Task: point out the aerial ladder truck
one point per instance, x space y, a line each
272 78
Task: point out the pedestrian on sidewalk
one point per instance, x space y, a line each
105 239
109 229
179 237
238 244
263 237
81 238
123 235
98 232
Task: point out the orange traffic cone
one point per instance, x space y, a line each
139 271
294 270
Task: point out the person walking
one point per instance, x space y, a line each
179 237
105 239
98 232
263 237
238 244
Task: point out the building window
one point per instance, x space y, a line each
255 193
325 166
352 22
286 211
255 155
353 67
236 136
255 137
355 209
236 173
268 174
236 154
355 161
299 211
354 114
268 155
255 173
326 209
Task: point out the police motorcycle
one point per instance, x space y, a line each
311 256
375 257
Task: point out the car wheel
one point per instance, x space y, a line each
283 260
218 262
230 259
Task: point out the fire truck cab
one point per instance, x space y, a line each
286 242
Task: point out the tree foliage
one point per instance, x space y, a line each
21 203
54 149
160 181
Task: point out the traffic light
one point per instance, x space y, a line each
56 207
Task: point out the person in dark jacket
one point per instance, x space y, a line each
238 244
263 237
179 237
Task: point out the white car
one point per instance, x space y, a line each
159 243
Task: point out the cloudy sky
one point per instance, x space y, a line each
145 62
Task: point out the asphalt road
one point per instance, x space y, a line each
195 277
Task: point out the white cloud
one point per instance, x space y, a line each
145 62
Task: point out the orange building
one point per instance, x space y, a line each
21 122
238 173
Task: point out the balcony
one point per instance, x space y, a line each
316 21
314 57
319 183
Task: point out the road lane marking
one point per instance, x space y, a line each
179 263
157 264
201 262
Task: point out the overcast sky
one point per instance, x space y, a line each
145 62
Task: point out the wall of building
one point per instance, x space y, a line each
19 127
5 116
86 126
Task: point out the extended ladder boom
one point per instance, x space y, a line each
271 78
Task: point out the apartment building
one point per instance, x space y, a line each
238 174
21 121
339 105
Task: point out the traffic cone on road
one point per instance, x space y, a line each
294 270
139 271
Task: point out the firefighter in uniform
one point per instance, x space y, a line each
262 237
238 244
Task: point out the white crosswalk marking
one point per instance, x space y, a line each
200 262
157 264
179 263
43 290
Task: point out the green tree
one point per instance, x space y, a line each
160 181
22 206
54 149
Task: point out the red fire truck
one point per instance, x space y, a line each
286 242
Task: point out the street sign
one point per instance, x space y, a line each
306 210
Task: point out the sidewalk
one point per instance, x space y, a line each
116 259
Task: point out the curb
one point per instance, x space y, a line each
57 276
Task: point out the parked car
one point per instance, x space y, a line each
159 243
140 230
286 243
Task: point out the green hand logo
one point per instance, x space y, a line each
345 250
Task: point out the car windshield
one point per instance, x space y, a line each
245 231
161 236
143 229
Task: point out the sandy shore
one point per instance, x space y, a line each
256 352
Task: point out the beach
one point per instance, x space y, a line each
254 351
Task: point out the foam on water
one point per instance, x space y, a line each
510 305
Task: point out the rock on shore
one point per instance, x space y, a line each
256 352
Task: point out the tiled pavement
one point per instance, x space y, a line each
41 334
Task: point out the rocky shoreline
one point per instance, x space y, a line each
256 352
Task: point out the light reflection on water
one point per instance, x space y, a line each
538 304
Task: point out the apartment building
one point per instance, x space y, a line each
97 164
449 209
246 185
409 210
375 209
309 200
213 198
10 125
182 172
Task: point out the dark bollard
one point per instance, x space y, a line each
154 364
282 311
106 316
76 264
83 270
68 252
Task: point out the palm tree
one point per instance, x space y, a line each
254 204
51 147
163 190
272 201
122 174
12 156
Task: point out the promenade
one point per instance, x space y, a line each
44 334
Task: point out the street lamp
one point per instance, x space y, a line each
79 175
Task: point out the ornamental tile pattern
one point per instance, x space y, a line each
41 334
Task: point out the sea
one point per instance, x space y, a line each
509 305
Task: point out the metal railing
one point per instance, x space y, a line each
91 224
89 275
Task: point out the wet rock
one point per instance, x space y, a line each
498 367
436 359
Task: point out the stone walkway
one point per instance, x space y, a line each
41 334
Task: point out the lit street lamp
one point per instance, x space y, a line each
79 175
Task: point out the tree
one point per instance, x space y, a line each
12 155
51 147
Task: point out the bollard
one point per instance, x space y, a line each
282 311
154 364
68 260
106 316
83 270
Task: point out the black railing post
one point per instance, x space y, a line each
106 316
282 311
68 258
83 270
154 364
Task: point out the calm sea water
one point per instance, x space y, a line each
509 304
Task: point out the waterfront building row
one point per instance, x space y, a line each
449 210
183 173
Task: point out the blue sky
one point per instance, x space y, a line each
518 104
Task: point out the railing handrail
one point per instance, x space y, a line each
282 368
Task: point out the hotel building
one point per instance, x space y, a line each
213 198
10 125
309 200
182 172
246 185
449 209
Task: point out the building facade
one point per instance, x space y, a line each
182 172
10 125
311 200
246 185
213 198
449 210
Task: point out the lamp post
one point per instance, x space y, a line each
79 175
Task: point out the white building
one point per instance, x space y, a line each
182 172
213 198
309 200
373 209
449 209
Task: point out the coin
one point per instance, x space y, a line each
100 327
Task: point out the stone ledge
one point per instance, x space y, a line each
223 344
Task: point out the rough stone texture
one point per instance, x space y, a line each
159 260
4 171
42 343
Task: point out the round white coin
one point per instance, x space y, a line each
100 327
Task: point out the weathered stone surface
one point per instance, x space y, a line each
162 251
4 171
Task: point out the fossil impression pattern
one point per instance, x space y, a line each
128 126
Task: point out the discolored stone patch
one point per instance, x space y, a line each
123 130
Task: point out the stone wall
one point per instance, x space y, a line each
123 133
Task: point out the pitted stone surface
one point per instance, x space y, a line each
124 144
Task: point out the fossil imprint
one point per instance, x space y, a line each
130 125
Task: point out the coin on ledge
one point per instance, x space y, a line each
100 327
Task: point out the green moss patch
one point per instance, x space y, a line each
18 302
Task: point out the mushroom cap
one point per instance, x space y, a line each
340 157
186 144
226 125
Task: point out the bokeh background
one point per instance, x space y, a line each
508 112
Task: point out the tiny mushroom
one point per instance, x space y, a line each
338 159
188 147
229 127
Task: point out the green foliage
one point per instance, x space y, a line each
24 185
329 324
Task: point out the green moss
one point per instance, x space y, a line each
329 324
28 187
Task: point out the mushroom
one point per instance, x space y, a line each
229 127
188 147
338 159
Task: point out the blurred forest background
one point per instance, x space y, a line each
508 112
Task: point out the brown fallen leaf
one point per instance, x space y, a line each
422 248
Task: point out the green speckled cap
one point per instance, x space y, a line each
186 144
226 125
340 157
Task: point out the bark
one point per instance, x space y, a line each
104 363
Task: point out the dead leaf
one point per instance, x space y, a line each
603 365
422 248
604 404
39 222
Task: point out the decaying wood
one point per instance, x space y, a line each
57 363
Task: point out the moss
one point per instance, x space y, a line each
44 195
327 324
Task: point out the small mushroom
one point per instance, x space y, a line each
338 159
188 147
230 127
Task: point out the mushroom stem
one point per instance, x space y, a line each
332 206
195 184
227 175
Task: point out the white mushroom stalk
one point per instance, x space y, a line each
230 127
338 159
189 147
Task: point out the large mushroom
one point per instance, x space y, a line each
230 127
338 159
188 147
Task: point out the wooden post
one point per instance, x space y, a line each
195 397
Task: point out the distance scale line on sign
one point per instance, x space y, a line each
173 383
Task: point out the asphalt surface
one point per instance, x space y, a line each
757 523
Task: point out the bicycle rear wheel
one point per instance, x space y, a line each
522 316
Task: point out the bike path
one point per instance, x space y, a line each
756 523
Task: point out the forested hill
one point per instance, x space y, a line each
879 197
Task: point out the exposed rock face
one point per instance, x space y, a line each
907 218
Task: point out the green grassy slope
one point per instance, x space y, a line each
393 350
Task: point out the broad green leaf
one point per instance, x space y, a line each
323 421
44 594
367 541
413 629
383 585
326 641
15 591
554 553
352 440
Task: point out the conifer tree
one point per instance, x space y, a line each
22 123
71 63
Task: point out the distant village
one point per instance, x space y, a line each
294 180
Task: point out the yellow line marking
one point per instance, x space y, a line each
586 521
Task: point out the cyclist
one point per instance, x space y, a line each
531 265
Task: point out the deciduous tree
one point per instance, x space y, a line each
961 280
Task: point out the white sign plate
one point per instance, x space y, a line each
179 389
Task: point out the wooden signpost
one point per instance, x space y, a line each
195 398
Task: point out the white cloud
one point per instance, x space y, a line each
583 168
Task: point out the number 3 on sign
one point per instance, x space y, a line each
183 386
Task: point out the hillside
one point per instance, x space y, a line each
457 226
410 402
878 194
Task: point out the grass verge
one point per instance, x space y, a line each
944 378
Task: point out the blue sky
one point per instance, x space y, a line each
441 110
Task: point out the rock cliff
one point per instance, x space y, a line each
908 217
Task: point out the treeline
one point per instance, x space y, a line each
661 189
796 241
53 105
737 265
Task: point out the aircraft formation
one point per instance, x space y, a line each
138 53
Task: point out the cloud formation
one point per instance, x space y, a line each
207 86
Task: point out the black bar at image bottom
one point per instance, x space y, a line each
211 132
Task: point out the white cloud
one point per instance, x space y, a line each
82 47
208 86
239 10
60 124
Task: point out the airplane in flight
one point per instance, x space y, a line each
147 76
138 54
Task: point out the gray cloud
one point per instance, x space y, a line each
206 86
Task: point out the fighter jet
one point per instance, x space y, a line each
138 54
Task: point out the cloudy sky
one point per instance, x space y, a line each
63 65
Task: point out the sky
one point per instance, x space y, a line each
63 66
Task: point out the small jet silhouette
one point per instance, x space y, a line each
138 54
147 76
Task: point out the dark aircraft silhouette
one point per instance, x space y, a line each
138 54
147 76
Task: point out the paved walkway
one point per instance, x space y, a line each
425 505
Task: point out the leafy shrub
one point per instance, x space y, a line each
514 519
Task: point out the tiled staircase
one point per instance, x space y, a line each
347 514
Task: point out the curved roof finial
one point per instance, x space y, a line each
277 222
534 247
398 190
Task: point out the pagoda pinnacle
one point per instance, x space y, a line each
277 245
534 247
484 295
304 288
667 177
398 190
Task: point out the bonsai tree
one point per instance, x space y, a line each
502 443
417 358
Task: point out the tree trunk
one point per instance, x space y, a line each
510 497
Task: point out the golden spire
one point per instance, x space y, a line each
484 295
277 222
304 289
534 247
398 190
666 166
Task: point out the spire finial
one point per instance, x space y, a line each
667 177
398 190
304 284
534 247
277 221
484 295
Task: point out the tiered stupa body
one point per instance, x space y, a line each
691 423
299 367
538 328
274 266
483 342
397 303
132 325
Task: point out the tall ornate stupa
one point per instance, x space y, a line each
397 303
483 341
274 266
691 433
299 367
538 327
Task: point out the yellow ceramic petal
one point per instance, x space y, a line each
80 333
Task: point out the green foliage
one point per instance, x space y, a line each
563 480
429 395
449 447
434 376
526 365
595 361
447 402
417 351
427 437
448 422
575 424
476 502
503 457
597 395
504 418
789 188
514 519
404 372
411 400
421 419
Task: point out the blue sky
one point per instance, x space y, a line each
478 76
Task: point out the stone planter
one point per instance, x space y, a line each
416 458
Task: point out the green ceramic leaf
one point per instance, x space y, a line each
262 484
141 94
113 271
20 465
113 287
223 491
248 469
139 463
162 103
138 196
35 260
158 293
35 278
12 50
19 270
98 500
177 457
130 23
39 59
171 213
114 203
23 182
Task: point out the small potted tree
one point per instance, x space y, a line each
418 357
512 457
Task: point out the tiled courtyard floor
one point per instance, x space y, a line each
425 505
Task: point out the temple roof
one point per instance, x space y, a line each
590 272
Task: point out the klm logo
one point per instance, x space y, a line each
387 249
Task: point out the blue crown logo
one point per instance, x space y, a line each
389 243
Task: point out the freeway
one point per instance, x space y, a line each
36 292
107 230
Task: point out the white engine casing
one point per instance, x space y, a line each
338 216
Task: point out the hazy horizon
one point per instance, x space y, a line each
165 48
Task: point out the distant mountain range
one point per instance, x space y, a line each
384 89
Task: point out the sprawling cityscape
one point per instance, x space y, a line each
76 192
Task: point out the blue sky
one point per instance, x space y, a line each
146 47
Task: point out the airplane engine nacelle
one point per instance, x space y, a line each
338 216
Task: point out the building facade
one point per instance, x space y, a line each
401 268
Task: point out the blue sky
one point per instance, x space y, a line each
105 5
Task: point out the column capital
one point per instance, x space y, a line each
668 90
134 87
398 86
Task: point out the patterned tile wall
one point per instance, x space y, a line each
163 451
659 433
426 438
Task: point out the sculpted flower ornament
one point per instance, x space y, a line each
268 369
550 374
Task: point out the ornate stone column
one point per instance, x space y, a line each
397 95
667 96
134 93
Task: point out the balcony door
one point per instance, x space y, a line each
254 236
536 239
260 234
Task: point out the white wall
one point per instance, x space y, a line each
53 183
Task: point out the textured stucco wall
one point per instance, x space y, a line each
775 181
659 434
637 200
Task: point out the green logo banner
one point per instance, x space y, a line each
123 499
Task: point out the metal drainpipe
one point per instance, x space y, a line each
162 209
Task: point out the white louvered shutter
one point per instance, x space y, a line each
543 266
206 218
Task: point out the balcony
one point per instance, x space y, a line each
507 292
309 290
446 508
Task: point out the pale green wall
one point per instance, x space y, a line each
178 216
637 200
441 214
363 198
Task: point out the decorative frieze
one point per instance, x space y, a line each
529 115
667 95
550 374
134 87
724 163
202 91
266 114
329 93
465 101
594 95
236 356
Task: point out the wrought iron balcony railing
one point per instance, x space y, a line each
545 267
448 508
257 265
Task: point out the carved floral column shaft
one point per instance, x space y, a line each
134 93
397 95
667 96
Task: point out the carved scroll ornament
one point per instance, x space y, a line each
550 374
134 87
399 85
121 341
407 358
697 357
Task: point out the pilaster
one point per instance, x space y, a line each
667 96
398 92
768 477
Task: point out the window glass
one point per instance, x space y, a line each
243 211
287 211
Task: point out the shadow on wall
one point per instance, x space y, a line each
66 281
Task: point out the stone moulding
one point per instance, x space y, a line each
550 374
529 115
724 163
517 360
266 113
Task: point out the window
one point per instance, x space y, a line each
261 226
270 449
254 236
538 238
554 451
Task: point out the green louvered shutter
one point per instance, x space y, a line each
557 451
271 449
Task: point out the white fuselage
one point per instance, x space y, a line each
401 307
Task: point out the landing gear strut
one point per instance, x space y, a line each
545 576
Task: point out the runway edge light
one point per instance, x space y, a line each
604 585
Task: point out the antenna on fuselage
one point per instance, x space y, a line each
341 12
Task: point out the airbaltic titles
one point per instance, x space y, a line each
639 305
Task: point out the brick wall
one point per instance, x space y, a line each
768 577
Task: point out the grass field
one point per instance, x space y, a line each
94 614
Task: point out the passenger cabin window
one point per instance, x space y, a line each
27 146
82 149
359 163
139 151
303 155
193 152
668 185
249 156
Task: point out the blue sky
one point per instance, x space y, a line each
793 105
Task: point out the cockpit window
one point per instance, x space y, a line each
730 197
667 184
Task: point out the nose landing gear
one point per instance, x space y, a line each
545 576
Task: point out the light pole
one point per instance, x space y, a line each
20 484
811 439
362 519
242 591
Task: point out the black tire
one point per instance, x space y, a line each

◇ ◇ ◇

- Exercise objective -
Extract, verbatim, the lines from the one containing "Task: point out the passenger cabin window" through the last line of the listing above.

- Final result -
Task: point out the passenger cabin window
one point per instance, x space y, a line each
27 146
82 149
359 163
139 151
303 155
193 152
668 185
249 156
Task: point out the blue sky
one point per instance, x space y, a line each
793 105
Task: point out the cockpit window
one point per instance, x space y, a line each
730 197
667 184
Task: point out the nose landing gear
one point per instance, x space y, a line each
545 576
Task: point out the light pole
one point per instance, x space y, a line each
20 484
811 439
362 519
242 591
Task: point out the black tire
one point per instance, x space y, a line each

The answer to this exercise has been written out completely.